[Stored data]
******

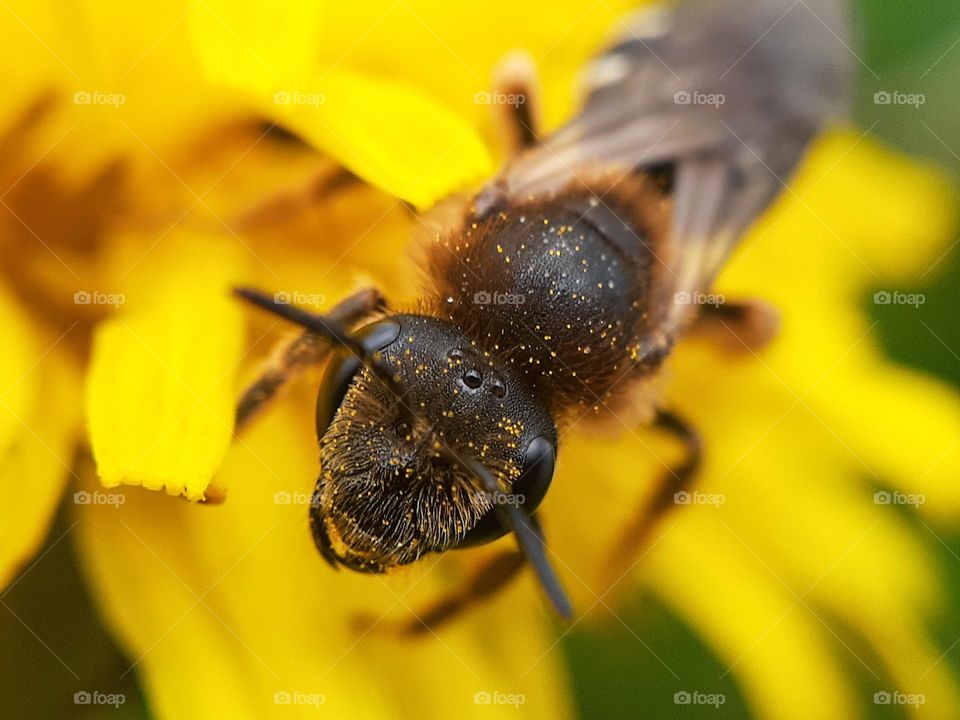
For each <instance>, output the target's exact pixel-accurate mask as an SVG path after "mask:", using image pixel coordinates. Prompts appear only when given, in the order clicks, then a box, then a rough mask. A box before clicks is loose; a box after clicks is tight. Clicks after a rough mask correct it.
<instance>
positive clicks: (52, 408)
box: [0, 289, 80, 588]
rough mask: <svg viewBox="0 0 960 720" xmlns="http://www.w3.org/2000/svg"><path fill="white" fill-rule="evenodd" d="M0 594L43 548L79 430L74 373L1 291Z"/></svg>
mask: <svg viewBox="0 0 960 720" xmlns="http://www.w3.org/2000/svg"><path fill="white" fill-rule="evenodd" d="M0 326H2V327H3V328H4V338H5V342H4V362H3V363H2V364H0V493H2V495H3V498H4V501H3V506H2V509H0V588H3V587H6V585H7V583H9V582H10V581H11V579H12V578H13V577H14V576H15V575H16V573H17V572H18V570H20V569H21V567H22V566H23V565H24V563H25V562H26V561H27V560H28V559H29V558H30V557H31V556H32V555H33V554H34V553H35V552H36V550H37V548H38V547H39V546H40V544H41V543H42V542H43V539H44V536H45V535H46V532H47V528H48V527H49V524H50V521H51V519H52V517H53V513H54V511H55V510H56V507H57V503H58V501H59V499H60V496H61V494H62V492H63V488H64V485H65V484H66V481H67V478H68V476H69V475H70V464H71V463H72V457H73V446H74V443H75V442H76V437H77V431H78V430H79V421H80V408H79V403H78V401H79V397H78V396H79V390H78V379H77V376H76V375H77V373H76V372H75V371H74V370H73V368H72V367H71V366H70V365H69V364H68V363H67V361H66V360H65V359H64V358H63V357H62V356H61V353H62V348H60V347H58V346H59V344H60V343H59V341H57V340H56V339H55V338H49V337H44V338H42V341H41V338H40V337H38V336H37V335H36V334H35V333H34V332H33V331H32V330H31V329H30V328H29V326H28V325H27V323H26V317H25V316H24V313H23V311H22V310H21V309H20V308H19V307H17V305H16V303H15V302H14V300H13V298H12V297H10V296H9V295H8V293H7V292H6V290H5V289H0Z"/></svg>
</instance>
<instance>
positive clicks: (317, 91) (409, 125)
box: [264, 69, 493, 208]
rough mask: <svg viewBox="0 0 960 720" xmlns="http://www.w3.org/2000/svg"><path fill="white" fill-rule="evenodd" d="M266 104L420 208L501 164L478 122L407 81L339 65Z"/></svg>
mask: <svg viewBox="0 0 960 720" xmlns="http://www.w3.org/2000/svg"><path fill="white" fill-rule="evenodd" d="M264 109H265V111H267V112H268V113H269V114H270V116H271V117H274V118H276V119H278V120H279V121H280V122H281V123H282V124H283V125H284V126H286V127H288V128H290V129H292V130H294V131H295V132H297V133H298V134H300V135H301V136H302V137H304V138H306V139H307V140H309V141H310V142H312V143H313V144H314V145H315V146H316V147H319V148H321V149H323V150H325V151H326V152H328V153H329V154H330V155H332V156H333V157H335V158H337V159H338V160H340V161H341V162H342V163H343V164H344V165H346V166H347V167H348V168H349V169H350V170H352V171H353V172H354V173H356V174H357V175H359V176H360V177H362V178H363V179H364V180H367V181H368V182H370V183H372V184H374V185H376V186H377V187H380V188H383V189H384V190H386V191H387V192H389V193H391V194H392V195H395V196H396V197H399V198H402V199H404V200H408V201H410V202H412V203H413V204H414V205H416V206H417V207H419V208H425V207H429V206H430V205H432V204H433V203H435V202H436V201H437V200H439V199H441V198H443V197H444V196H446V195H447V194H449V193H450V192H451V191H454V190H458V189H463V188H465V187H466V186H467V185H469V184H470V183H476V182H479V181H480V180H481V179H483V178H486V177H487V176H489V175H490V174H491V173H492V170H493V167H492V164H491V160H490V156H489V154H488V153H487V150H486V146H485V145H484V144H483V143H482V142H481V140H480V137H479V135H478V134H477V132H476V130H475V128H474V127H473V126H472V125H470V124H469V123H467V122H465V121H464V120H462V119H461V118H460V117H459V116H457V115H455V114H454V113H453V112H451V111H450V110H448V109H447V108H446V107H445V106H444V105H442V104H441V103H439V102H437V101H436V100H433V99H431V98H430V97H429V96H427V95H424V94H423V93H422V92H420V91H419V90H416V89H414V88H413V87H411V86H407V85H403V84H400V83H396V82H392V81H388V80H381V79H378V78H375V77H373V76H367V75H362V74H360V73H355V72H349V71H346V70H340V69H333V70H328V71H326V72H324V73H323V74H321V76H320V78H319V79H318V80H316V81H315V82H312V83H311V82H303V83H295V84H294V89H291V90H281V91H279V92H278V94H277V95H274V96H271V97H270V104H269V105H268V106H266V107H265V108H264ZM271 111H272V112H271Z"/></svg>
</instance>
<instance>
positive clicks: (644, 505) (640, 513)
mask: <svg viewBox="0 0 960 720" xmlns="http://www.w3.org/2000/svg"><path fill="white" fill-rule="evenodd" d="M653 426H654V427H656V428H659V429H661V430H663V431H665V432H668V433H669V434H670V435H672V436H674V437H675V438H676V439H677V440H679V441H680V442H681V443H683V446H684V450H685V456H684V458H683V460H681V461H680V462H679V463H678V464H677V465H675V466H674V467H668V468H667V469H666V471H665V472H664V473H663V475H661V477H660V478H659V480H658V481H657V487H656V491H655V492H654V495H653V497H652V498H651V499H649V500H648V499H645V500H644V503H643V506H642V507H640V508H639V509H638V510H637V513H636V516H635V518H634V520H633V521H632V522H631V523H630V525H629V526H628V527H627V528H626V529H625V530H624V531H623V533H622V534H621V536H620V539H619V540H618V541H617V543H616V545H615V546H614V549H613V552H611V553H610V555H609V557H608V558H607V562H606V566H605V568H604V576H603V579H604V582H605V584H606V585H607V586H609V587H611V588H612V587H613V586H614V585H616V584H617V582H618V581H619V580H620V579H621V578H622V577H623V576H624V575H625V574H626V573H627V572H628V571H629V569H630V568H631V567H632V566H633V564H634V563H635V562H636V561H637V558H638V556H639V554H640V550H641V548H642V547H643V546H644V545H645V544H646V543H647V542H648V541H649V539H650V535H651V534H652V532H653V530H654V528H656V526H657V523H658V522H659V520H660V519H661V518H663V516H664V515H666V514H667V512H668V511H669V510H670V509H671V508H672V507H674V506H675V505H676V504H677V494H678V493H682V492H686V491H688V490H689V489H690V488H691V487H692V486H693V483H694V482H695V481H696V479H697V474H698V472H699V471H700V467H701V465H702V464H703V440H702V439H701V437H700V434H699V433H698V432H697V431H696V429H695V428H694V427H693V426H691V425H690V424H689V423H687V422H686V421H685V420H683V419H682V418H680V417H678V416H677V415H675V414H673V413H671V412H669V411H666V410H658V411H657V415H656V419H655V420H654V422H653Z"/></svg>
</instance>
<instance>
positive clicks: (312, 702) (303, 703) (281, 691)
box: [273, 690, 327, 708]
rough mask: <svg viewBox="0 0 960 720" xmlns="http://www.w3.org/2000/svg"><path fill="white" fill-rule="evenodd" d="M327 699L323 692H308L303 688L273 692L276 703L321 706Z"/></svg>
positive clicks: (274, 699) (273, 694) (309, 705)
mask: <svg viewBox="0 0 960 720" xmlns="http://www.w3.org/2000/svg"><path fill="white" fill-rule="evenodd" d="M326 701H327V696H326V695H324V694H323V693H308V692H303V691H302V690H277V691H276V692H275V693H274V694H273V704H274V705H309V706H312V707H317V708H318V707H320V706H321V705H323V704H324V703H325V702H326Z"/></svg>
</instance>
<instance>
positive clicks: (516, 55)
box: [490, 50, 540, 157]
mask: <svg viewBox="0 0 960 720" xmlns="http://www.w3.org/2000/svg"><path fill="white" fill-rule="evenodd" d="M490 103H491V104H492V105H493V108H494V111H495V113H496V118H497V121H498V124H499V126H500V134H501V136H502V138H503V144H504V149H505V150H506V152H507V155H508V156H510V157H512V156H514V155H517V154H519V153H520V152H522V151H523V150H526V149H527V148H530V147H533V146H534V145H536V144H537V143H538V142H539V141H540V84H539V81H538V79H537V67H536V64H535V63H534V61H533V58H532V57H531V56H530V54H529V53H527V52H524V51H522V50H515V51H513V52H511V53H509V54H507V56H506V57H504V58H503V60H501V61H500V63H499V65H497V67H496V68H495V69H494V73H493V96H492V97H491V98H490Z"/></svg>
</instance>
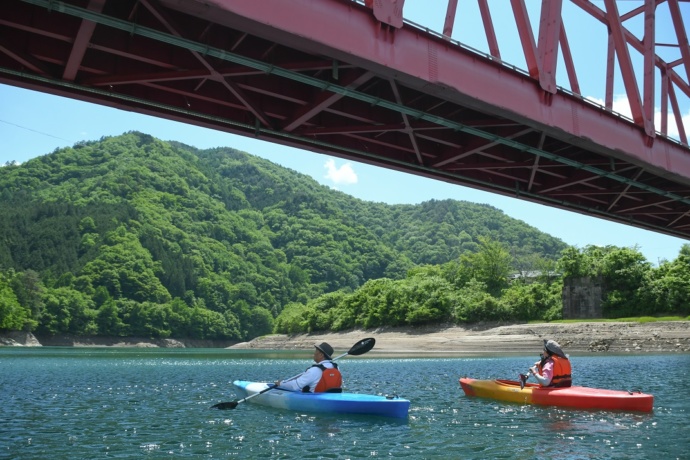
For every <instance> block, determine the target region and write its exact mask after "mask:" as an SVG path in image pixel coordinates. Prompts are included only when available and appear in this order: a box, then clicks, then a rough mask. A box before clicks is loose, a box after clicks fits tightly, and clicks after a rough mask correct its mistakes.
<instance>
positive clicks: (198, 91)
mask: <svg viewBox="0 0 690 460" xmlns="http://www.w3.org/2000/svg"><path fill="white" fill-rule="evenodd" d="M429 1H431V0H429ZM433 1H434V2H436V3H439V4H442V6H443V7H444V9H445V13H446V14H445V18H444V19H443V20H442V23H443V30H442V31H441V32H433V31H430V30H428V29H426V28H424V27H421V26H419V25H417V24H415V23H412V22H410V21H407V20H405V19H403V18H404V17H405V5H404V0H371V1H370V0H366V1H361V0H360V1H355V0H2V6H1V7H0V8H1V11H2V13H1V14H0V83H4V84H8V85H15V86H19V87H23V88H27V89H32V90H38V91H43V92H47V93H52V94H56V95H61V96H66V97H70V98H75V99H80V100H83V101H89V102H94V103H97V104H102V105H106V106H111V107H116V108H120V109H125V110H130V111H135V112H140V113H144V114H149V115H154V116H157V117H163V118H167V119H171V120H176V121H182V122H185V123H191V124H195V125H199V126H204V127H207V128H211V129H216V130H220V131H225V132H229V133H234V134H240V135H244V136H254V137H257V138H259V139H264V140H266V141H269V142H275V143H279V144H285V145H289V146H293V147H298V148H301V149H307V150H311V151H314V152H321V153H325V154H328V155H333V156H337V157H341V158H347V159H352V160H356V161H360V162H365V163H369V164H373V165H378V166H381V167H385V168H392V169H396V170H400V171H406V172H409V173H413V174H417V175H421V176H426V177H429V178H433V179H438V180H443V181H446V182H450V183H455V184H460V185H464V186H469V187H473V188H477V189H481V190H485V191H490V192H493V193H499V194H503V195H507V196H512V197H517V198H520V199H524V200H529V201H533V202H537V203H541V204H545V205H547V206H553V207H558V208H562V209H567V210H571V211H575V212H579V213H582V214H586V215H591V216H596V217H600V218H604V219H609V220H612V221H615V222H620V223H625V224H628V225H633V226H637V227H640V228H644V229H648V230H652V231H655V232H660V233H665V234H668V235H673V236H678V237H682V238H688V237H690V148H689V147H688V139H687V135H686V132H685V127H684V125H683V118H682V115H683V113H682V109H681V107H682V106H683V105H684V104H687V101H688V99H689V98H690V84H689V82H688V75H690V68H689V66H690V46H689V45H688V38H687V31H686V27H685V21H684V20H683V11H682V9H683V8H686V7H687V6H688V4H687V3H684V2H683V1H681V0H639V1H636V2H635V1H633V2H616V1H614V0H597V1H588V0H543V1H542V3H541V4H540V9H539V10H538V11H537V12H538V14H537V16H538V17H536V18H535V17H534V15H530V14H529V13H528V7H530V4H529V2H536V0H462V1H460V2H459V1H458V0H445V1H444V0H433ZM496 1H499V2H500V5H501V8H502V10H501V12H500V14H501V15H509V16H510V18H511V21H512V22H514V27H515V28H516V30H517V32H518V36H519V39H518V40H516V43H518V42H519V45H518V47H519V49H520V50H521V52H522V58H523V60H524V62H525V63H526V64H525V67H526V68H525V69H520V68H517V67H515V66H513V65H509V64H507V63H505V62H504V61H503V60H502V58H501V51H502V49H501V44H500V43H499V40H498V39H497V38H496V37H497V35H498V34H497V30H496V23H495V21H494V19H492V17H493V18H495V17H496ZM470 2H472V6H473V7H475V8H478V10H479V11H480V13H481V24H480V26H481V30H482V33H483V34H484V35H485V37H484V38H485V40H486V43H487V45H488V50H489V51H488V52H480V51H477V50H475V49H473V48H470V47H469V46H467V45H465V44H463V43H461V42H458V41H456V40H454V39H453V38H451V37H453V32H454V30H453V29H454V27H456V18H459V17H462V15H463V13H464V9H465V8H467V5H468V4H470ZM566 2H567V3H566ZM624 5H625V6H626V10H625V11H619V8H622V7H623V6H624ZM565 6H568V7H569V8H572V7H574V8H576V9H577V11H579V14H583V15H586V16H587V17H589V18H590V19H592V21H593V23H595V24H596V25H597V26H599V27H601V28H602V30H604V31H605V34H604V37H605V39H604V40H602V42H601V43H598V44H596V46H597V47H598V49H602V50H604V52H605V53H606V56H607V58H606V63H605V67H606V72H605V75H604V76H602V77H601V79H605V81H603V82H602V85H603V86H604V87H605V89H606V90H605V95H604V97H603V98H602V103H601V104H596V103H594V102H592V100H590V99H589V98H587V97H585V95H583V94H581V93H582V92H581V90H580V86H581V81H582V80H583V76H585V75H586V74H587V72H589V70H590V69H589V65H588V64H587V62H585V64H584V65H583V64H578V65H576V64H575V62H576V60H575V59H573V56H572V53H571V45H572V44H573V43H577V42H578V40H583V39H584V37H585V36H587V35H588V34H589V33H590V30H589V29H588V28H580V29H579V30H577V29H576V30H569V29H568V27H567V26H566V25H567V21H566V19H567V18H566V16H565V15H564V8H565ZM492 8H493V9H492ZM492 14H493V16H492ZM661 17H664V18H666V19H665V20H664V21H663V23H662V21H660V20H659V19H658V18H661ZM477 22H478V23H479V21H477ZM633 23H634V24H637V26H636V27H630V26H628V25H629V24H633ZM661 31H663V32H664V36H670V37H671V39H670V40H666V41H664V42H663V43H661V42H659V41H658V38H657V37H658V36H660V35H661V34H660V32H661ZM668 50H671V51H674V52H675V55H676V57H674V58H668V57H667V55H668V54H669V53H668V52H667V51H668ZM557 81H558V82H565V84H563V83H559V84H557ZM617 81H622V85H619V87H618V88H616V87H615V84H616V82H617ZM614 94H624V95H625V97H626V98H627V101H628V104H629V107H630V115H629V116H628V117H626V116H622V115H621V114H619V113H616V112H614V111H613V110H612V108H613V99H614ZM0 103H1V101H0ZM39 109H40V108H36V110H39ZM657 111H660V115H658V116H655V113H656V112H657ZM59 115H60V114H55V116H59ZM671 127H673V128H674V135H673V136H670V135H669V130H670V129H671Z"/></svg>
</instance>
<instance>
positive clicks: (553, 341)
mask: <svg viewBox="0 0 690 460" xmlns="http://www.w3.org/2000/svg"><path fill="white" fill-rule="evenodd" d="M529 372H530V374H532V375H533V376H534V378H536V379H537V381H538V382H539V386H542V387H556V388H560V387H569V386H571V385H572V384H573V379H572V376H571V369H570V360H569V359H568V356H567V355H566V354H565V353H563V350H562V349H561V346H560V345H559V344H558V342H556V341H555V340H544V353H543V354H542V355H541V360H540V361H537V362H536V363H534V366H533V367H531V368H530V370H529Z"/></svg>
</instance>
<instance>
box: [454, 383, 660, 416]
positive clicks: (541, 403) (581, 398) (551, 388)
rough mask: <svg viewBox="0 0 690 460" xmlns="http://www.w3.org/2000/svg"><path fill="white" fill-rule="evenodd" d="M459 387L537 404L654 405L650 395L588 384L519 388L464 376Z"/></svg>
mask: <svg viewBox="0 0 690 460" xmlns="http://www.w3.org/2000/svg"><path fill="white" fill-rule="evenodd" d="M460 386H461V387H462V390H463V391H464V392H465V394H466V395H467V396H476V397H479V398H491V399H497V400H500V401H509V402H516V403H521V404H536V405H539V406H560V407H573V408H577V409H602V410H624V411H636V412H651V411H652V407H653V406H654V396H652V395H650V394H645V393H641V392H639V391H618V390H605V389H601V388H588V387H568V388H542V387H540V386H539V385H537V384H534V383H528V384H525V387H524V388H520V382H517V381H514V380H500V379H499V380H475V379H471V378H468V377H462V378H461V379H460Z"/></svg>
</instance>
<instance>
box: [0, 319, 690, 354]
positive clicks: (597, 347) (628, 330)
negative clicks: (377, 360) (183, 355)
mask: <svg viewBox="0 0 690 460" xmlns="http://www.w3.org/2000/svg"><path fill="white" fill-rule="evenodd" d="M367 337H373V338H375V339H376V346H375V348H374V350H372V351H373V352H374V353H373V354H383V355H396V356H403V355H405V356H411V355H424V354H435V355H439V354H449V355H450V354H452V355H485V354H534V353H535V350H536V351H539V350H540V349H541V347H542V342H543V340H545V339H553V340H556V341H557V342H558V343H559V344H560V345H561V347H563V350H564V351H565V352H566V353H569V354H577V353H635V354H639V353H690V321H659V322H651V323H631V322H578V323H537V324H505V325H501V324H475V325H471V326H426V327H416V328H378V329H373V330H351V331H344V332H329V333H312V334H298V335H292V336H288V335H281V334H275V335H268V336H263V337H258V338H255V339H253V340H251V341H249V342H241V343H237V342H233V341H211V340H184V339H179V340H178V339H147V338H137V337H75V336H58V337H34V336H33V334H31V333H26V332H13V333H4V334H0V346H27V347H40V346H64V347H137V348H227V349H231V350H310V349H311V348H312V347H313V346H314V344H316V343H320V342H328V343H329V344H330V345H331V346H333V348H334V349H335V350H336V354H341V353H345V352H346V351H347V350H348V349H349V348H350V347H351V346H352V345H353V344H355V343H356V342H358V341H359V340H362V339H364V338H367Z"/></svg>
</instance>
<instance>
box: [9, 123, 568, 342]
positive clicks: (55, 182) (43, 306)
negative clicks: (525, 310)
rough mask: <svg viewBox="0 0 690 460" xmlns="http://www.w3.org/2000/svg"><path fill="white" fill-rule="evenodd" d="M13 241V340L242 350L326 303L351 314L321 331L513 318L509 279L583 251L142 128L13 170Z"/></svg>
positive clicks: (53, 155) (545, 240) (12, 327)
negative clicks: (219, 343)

******

Copy the records verbatim from their beginning through the line containing "box: [0, 289, 80, 588]", including that line, and omit the pictures.

For each <instance>, output the target's exact pixel-accurate mask as an SVG path after "mask:", using image pixel coordinates. Prompts appear only when given, in the order clicks, then a box, then a rough mask. A box before clicks is loose; a box after clicks is tight. Clicks after a rough mask correct it.
<instance>
positive clicks: (52, 408)
box: [0, 289, 80, 588]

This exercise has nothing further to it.